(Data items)

>>>

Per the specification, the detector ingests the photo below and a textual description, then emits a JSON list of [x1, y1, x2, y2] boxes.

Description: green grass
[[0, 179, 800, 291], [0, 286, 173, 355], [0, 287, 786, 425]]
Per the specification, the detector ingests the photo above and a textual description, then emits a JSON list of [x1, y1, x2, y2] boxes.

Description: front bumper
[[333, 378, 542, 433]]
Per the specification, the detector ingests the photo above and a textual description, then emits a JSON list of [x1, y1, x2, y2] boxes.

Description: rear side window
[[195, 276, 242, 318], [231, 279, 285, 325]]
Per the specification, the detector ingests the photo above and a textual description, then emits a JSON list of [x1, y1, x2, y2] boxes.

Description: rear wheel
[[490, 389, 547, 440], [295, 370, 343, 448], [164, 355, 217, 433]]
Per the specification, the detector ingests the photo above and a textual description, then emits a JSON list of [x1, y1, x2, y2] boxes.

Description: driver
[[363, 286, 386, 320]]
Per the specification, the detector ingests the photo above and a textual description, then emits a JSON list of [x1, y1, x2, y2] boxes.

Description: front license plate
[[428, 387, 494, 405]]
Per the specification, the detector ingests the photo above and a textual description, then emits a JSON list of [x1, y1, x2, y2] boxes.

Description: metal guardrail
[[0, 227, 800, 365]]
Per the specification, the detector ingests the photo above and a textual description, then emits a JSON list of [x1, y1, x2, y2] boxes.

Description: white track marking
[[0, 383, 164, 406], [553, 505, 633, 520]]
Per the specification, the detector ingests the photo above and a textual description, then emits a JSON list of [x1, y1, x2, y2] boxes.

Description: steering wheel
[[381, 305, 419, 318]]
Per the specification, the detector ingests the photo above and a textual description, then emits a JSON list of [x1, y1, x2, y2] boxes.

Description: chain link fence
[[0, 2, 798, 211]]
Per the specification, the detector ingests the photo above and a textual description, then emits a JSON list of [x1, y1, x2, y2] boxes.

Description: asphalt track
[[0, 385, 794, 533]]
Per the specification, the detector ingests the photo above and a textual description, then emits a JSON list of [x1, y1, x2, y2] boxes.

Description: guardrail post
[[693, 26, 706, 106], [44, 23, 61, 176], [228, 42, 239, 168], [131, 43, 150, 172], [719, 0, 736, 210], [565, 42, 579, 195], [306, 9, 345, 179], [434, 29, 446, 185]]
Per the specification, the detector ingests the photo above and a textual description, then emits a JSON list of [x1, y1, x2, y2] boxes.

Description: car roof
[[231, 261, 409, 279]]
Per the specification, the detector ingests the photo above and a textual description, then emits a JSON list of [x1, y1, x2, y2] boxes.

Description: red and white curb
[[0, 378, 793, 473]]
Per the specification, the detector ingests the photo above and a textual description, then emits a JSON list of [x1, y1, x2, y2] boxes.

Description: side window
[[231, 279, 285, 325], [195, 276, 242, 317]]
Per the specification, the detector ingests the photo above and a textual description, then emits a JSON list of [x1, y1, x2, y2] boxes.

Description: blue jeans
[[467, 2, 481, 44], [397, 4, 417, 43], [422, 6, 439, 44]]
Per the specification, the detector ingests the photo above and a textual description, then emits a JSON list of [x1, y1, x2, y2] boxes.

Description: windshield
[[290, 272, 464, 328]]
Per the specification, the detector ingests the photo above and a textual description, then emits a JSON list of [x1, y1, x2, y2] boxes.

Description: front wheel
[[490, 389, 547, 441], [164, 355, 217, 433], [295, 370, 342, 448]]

<<<

From the rows above, pick out every line that contains the word "wheel".

> _Written reply_:
Description: rear wheel
Description: steering wheel
Description: front wheel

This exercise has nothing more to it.